EXERCISE DETAILS — Run through the records and, wherever a line holds the word "building", return that line.

DATA FOR THE TASK —

┌──

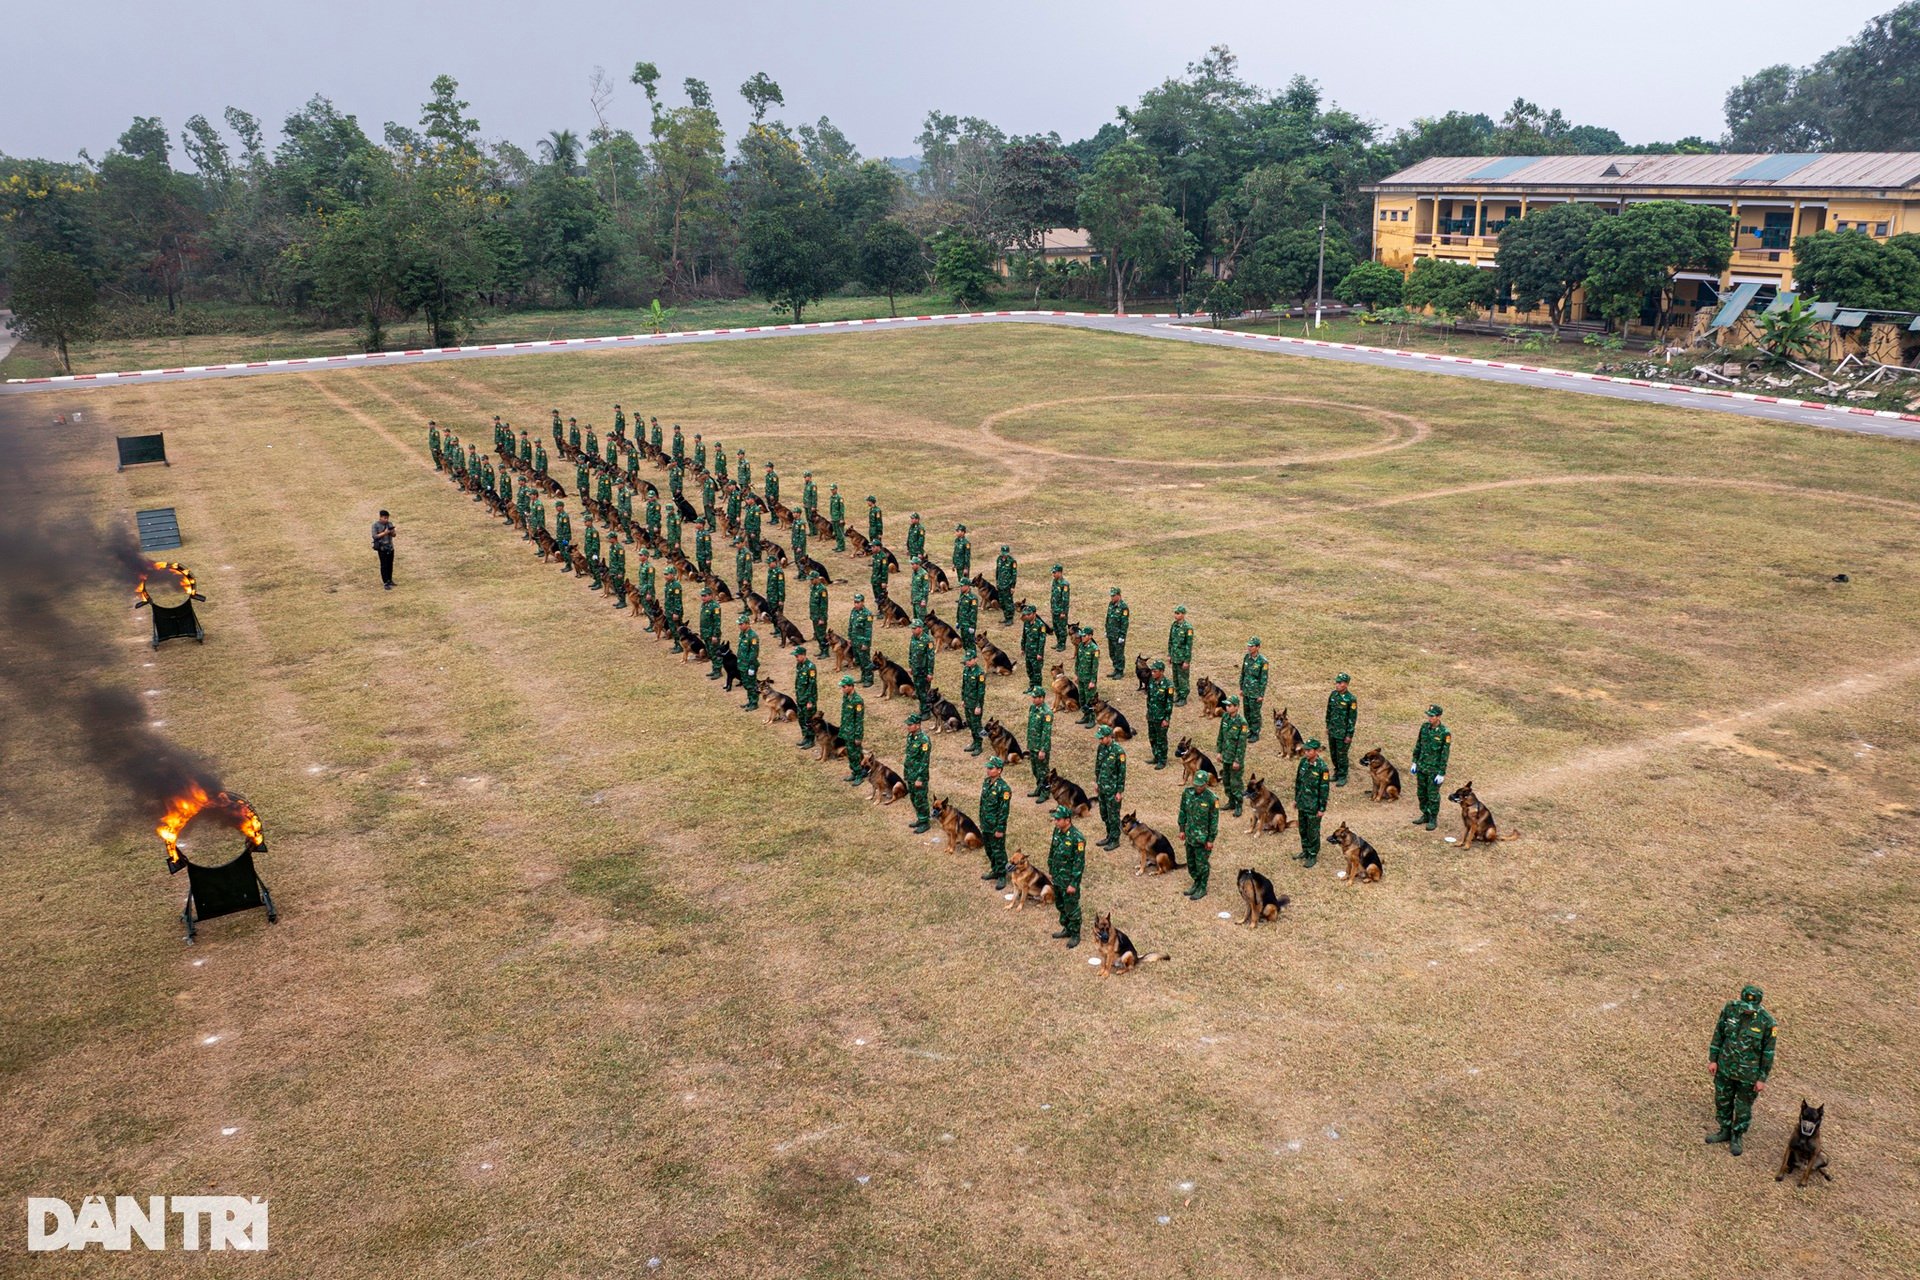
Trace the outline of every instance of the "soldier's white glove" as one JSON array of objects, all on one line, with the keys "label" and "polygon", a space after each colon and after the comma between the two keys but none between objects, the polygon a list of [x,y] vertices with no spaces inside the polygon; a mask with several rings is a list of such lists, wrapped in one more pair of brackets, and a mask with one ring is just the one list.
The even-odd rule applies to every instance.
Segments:
[{"label": "soldier's white glove", "polygon": [[1417,764],[1410,764],[1407,766],[1407,770],[1410,773],[1418,773],[1420,772],[1420,766]]},{"label": "soldier's white glove", "polygon": [[1439,786],[1441,783],[1445,782],[1446,780],[1447,780],[1447,775],[1444,773],[1436,773],[1433,775],[1433,785],[1436,787]]}]

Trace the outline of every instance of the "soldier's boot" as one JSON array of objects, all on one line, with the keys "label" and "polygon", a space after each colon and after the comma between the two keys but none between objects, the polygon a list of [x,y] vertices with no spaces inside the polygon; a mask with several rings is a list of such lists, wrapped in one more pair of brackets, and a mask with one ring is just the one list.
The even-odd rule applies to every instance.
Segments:
[{"label": "soldier's boot", "polygon": [[801,751],[811,751],[814,748],[813,735],[808,734],[806,737],[800,739],[800,741],[794,743],[793,745]]},{"label": "soldier's boot", "polygon": [[1732,1142],[1732,1141],[1733,1141],[1733,1129],[1730,1126],[1724,1125],[1724,1124],[1721,1125],[1714,1132],[1707,1135],[1708,1146],[1712,1146],[1716,1142]]},{"label": "soldier's boot", "polygon": [[998,880],[1000,878],[1000,873],[998,871],[995,871],[992,867],[988,867],[986,874],[981,876],[980,878],[982,880]]},{"label": "soldier's boot", "polygon": [[1736,1156],[1740,1154],[1740,1138],[1740,1134],[1734,1134],[1727,1147],[1727,1150]]},{"label": "soldier's boot", "polygon": [[1007,873],[1006,873],[1006,872],[1004,872],[1004,871],[1002,871],[1002,872],[1001,872],[1001,873],[1000,873],[999,875],[997,875],[997,876],[995,876],[995,877],[994,877],[994,880],[993,880],[993,887],[994,887],[995,889],[1004,889],[1004,888],[1006,888],[1006,887],[1007,887]]},{"label": "soldier's boot", "polygon": [[1427,819],[1427,830],[1432,831],[1434,828],[1438,827],[1439,825],[1440,825],[1440,820],[1438,818]]},{"label": "soldier's boot", "polygon": [[932,827],[933,827],[932,823],[929,823],[928,821],[926,821],[926,819],[922,818],[918,822],[915,822],[912,826],[908,827],[907,830],[917,836],[917,835],[924,835],[926,832],[932,830]]},{"label": "soldier's boot", "polygon": [[1077,947],[1077,946],[1079,946],[1079,945],[1080,945],[1080,935],[1079,935],[1079,934],[1077,934],[1077,933],[1076,933],[1076,934],[1074,934],[1074,935],[1073,935],[1072,937],[1070,937],[1070,938],[1068,938],[1068,939],[1067,939],[1067,950],[1069,950],[1069,951],[1071,951],[1071,950],[1073,950],[1073,949],[1074,949],[1075,947]]},{"label": "soldier's boot", "polygon": [[1066,929],[1055,929],[1053,931],[1053,936],[1056,938],[1071,938],[1073,934],[1067,931]]},{"label": "soldier's boot", "polygon": [[1408,823],[1407,825],[1410,827],[1423,827],[1426,824],[1427,824],[1427,815],[1422,813],[1422,814],[1416,815],[1413,821]]}]

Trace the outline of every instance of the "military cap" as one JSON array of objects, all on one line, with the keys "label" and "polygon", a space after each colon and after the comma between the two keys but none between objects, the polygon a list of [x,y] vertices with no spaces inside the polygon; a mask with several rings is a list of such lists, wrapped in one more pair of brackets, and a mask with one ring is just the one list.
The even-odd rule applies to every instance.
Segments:
[{"label": "military cap", "polygon": [[1103,724],[1093,731],[1093,736],[1096,738],[1111,738],[1113,736],[1113,726]]},{"label": "military cap", "polygon": [[920,723],[920,722],[921,722],[922,720],[924,720],[924,719],[926,719],[926,717],[925,717],[925,716],[923,716],[923,715],[921,715],[921,714],[920,714],[920,713],[919,713],[918,711],[915,711],[915,712],[913,712],[913,713],[911,713],[910,715],[908,715],[908,716],[907,716],[907,723],[908,723],[908,724],[919,724],[919,723]]},{"label": "military cap", "polygon": [[795,650],[793,651],[793,656],[794,656],[794,657],[796,657],[796,658],[804,658],[804,657],[806,657],[806,656],[807,656],[807,646],[805,646],[805,645],[801,645],[801,646],[800,646],[800,647],[799,647],[798,649],[795,649]]},{"label": "military cap", "polygon": [[1428,707],[1427,714],[1430,716],[1437,716],[1442,714],[1440,711],[1440,704],[1436,702],[1432,706]]},{"label": "military cap", "polygon": [[1759,1004],[1760,996],[1761,996],[1760,988],[1754,986],[1751,982],[1749,982],[1746,986],[1740,988],[1740,998],[1742,1000],[1745,1000],[1748,1004]]},{"label": "military cap", "polygon": [[1250,638],[1249,638],[1249,639],[1247,640],[1247,648],[1249,648],[1249,649],[1258,649],[1259,647],[1260,647],[1260,637],[1259,637],[1259,636],[1252,636],[1252,637],[1250,637]]},{"label": "military cap", "polygon": [[1027,696],[1029,698],[1044,698],[1047,696],[1047,691],[1039,685],[1035,685],[1033,688],[1027,690]]},{"label": "military cap", "polygon": [[867,501],[868,501],[868,502],[873,502],[873,501],[875,501],[875,499],[874,499],[874,496],[873,496],[872,494],[868,494],[868,495],[867,495]]},{"label": "military cap", "polygon": [[1187,606],[1185,606],[1185,605],[1183,605],[1183,604],[1177,604],[1177,605],[1175,605],[1175,606],[1173,606],[1173,611],[1174,611],[1175,613],[1185,613],[1185,612],[1187,611]]},{"label": "military cap", "polygon": [[965,657],[963,657],[963,658],[961,658],[961,661],[962,661],[962,662],[978,662],[978,661],[980,661],[980,651],[979,651],[978,649],[969,649],[969,650],[967,650],[967,652],[966,652],[966,656],[965,656]]},{"label": "military cap", "polygon": [[700,594],[701,594],[701,595],[703,595],[703,596],[710,596],[710,595],[712,595],[712,594],[713,594],[713,588],[712,588],[712,587],[702,587],[702,588],[700,588]]},{"label": "military cap", "polygon": [[1005,760],[1002,760],[1002,759],[1001,759],[1001,758],[1000,758],[999,756],[988,756],[988,757],[987,757],[987,768],[989,768],[989,769],[1004,769],[1004,768],[1006,768],[1006,767],[1007,767],[1007,762],[1006,762]]},{"label": "military cap", "polygon": [[920,513],[918,511],[914,512],[912,515],[907,517],[907,519],[909,520],[918,520],[919,518],[920,518]]},{"label": "military cap", "polygon": [[1038,613],[1040,609],[1039,609],[1039,606],[1034,604],[1033,601],[1023,600],[1020,602],[1020,611],[1022,613]]},{"label": "military cap", "polygon": [[1010,553],[1010,552],[1012,552],[1012,550],[1013,550],[1013,548],[1012,548],[1012,547],[1010,547],[1010,546],[1008,546],[1008,545],[1007,545],[1006,543],[1004,543],[1004,542],[1000,544],[1000,549],[1001,549],[1002,551],[1005,551],[1005,552],[1009,552],[1009,553]]},{"label": "military cap", "polygon": [[854,602],[855,604],[865,604],[865,603],[867,602],[867,594],[866,594],[866,592],[864,592],[864,591],[856,591],[856,592],[854,592],[854,593],[853,593],[853,602]]},{"label": "military cap", "polygon": [[740,615],[740,625],[741,625],[741,626],[743,626],[743,627],[744,627],[744,626],[746,626],[746,625],[747,625],[748,623],[750,623],[750,622],[752,622],[752,621],[753,621],[753,615],[752,615],[752,614],[750,614],[750,613],[743,613],[743,614],[741,614],[741,615]]},{"label": "military cap", "polygon": [[1204,787],[1209,782],[1212,782],[1212,781],[1213,781],[1213,775],[1208,773],[1205,769],[1202,769],[1200,772],[1193,775],[1193,785],[1196,787]]},{"label": "military cap", "polygon": [[1306,749],[1309,751],[1318,751],[1320,749],[1320,739],[1308,738],[1305,744],[1303,745],[1305,745]]},{"label": "military cap", "polygon": [[1119,594],[1120,594],[1120,588],[1118,588],[1118,587],[1108,587],[1108,588],[1107,588],[1107,594],[1108,594],[1108,595],[1110,595],[1110,596],[1117,596],[1117,595],[1119,595]]},{"label": "military cap", "polygon": [[1230,694],[1228,694],[1228,695],[1227,695],[1227,705],[1228,705],[1228,706],[1230,706],[1230,707],[1237,707],[1237,706],[1239,706],[1239,705],[1240,705],[1240,695],[1239,695],[1239,694],[1237,694],[1237,693],[1230,693]]},{"label": "military cap", "polygon": [[955,533],[965,533],[965,532],[967,531],[967,526],[965,526],[965,525],[963,525],[963,524],[957,524],[957,525],[955,525],[955,526],[953,526],[953,531],[954,531]]},{"label": "military cap", "polygon": [[813,472],[811,472],[811,471],[802,471],[802,472],[800,473],[800,478],[801,478],[802,480],[805,480],[805,479],[806,479],[806,478],[807,478],[808,476],[811,476],[812,474],[813,474]]},{"label": "military cap", "polygon": [[[812,474],[813,474],[813,472],[811,472],[811,471],[809,471],[809,472],[807,472],[807,474],[808,474],[808,475],[812,475]],[[839,485],[837,485],[837,484],[830,484],[830,485],[828,485],[828,486],[827,486],[827,488],[829,488],[829,489],[831,489],[831,490],[833,490],[833,491],[834,491],[835,493],[838,493],[838,492],[840,492],[840,486],[839,486]]]},{"label": "military cap", "polygon": [[1167,669],[1167,664],[1162,662],[1160,659],[1155,658],[1153,660],[1152,667],[1153,667],[1153,670],[1155,671],[1165,671]]},{"label": "military cap", "polygon": [[1064,565],[1055,565],[1053,566],[1053,571],[1055,573],[1065,573],[1067,570]]},{"label": "military cap", "polygon": [[840,687],[841,687],[842,689],[851,689],[851,688],[853,688],[853,677],[852,677],[852,676],[841,676],[841,677],[840,677]]},{"label": "military cap", "polygon": [[1067,808],[1067,806],[1063,804],[1057,804],[1053,806],[1053,820],[1055,822],[1059,822],[1059,821],[1062,821],[1063,819],[1067,822],[1072,822],[1073,810]]},{"label": "military cap", "polygon": [[1342,672],[1341,672],[1341,673],[1340,673],[1339,675],[1337,675],[1337,676],[1335,676],[1335,677],[1333,678],[1333,682],[1334,682],[1335,684],[1345,684],[1345,683],[1346,683],[1347,681],[1349,681],[1349,680],[1351,680],[1351,679],[1353,679],[1353,677],[1352,677],[1352,676],[1350,676],[1350,675],[1348,675],[1348,674],[1347,674],[1346,672],[1344,672],[1344,671],[1342,671]]}]

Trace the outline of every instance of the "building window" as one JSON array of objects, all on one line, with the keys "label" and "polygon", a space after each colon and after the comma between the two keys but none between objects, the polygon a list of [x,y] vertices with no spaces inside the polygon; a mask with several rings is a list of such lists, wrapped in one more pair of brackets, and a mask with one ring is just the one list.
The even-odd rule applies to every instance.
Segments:
[{"label": "building window", "polygon": [[1873,224],[1873,234],[1875,234],[1875,235],[1877,235],[1877,236],[1884,236],[1885,234],[1887,234],[1887,224],[1886,224],[1886,223],[1884,223],[1884,222],[1876,222],[1876,223],[1874,223],[1874,224]]}]

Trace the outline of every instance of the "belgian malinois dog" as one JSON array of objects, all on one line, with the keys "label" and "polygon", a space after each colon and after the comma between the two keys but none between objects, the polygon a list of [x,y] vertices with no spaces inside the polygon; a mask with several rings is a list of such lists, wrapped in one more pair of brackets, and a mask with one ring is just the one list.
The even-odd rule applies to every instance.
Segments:
[{"label": "belgian malinois dog", "polygon": [[[829,526],[829,528],[831,528],[831,526]],[[847,547],[857,556],[873,554],[871,544],[867,541],[867,535],[855,529],[847,530]]]},{"label": "belgian malinois dog", "polygon": [[788,621],[784,613],[773,620],[773,629],[780,634],[780,643],[789,649],[807,642],[806,636],[800,633],[800,628]]},{"label": "belgian malinois dog", "polygon": [[1234,879],[1240,886],[1240,901],[1247,904],[1246,918],[1244,920],[1236,920],[1234,922],[1235,924],[1243,924],[1249,929],[1257,929],[1260,927],[1262,920],[1278,920],[1280,918],[1280,908],[1293,901],[1292,898],[1289,898],[1284,893],[1275,893],[1273,891],[1273,881],[1267,879],[1252,867],[1242,867],[1240,874],[1234,877]]},{"label": "belgian malinois dog", "polygon": [[1153,685],[1153,664],[1147,661],[1145,654],[1137,655],[1133,660],[1133,679],[1142,693]]},{"label": "belgian malinois dog", "polygon": [[1144,876],[1151,873],[1163,876],[1169,871],[1180,869],[1180,863],[1173,854],[1173,841],[1140,821],[1139,814],[1122,814],[1120,831],[1133,842],[1133,847],[1140,853],[1140,869],[1133,874]]},{"label": "belgian malinois dog", "polygon": [[1265,778],[1251,773],[1247,775],[1247,807],[1253,811],[1247,822],[1248,835],[1278,835],[1287,829],[1287,807],[1280,802],[1280,793],[1268,786]]},{"label": "belgian malinois dog", "polygon": [[1000,588],[988,582],[986,574],[973,575],[973,589],[980,593],[981,608],[998,609],[1000,607]]},{"label": "belgian malinois dog", "polygon": [[1192,738],[1180,739],[1179,745],[1173,749],[1173,755],[1185,772],[1186,776],[1182,779],[1184,782],[1192,782],[1193,775],[1203,769],[1216,778],[1220,776],[1220,770],[1214,766],[1213,757],[1194,746]]},{"label": "belgian malinois dog", "polygon": [[954,706],[951,700],[941,697],[939,689],[932,692],[933,700],[927,704],[927,714],[933,717],[935,731],[958,733],[966,728],[967,722],[961,717],[960,708]]},{"label": "belgian malinois dog", "polygon": [[1504,836],[1500,834],[1500,829],[1495,826],[1493,822],[1493,810],[1480,803],[1480,797],[1473,794],[1473,782],[1471,780],[1464,783],[1458,791],[1449,795],[1447,799],[1460,802],[1461,848],[1464,849],[1471,846],[1476,840],[1482,840],[1487,844],[1492,844],[1496,840],[1518,840],[1520,838],[1518,831],[1509,831]]},{"label": "belgian malinois dog", "polygon": [[1120,741],[1133,741],[1133,725],[1128,722],[1126,714],[1105,698],[1094,699],[1093,721],[1112,729],[1113,736]]},{"label": "belgian malinois dog", "polygon": [[986,838],[980,834],[980,824],[956,809],[953,801],[945,796],[933,802],[933,820],[947,833],[947,848],[953,852],[986,847]]},{"label": "belgian malinois dog", "polygon": [[974,639],[978,642],[974,647],[980,654],[980,661],[986,667],[988,675],[1010,676],[1013,674],[1013,657],[1005,649],[977,631],[974,632]]},{"label": "belgian malinois dog", "polygon": [[1227,714],[1227,691],[1225,689],[1222,689],[1219,685],[1207,679],[1207,677],[1201,676],[1200,683],[1193,686],[1193,691],[1200,695],[1200,710],[1208,716],[1218,720]]},{"label": "belgian malinois dog", "polygon": [[1007,910],[1019,911],[1029,900],[1042,905],[1053,901],[1053,881],[1018,850],[1007,860],[1007,878],[1013,881],[1013,901],[1007,904]]},{"label": "belgian malinois dog", "polygon": [[760,696],[767,700],[767,723],[779,724],[782,720],[794,720],[800,715],[800,704],[773,687],[773,681],[760,677]]},{"label": "belgian malinois dog", "polygon": [[1007,726],[998,720],[989,720],[983,730],[987,745],[993,748],[993,754],[1005,760],[1009,765],[1019,764],[1026,758],[1026,751],[1020,746],[1020,739],[1013,736]]},{"label": "belgian malinois dog", "polygon": [[1151,951],[1141,955],[1134,950],[1133,939],[1113,927],[1113,912],[1103,911],[1093,918],[1093,938],[1100,944],[1100,974],[1111,978],[1116,973],[1125,973],[1138,965],[1152,964],[1156,960],[1171,960],[1172,956],[1164,951]]},{"label": "belgian malinois dog", "polygon": [[813,719],[808,724],[813,730],[813,740],[819,744],[822,760],[847,758],[847,744],[840,740],[839,725],[834,724],[818,711],[813,713]]},{"label": "belgian malinois dog", "polygon": [[953,579],[947,576],[945,569],[942,569],[939,565],[929,560],[927,561],[927,570],[932,577],[932,586],[935,594],[942,591],[953,590]]},{"label": "belgian malinois dog", "polygon": [[1386,866],[1380,861],[1380,851],[1346,823],[1341,823],[1339,830],[1333,833],[1333,842],[1347,851],[1347,879],[1355,883],[1361,880],[1378,881],[1386,874]]},{"label": "belgian malinois dog", "polygon": [[1080,709],[1080,686],[1067,674],[1064,663],[1053,664],[1053,709],[1055,711],[1078,711]]},{"label": "belgian malinois dog", "polygon": [[851,671],[860,665],[853,656],[853,641],[835,631],[827,632],[827,652],[833,655],[834,671]]},{"label": "belgian malinois dog", "polygon": [[938,614],[930,613],[927,615],[927,628],[933,633],[934,644],[950,653],[960,652],[962,647],[960,633],[953,629],[951,622]]},{"label": "belgian malinois dog", "polygon": [[833,579],[827,575],[827,566],[821,564],[812,556],[801,556],[798,560],[794,561],[794,563],[799,565],[802,579],[808,574],[817,573],[820,575],[820,581],[826,583],[828,586],[833,585]]},{"label": "belgian malinois dog", "polygon": [[1386,753],[1375,747],[1360,757],[1360,763],[1373,778],[1373,798],[1379,801],[1400,798],[1400,771],[1388,762]]},{"label": "belgian malinois dog", "polygon": [[896,695],[900,697],[912,696],[913,676],[908,674],[905,667],[895,662],[892,658],[889,658],[886,654],[881,653],[878,649],[874,650],[873,653],[873,671],[874,675],[880,680],[881,697],[891,698]]},{"label": "belgian malinois dog", "polygon": [[873,752],[860,757],[860,767],[867,771],[867,787],[873,792],[875,804],[892,804],[907,798],[906,779],[874,759]]},{"label": "belgian malinois dog", "polygon": [[1787,1154],[1780,1157],[1780,1172],[1773,1175],[1779,1182],[1795,1169],[1800,1169],[1799,1185],[1806,1186],[1807,1179],[1819,1174],[1828,1182],[1833,1175],[1827,1172],[1827,1153],[1820,1149],[1820,1122],[1827,1114],[1827,1104],[1807,1105],[1805,1098],[1800,1099],[1800,1122],[1793,1127],[1793,1137],[1787,1140]]},{"label": "belgian malinois dog", "polygon": [[1299,755],[1306,742],[1300,736],[1300,731],[1293,727],[1293,721],[1287,719],[1285,707],[1273,713],[1273,736],[1280,741],[1280,754],[1288,760]]},{"label": "belgian malinois dog", "polygon": [[913,617],[900,607],[900,602],[892,596],[880,597],[880,625],[883,627],[910,627]]},{"label": "belgian malinois dog", "polygon": [[1047,770],[1047,792],[1055,804],[1063,804],[1073,810],[1076,818],[1084,818],[1093,810],[1093,801],[1087,798],[1086,788],[1062,777],[1058,769]]}]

└──

RESULT BELOW —
Trace the outline of every instance of the "building window" as one JSON array of objects, all on one line, with the keys "label" and "polygon", a space after each colon and after the comma between the two keys but none between objects, the polygon a list of [x,y] vertices with no spaces inside the polygon; a mask with several rings is a list of such lists, wrapped in one more pair of brackets, and a mask with one ring is just the one list.
[{"label": "building window", "polygon": [[1873,224],[1873,234],[1875,234],[1875,235],[1877,235],[1877,236],[1884,236],[1885,234],[1887,234],[1887,224],[1886,224],[1886,223],[1884,223],[1884,222],[1876,222],[1876,223],[1874,223],[1874,224]]}]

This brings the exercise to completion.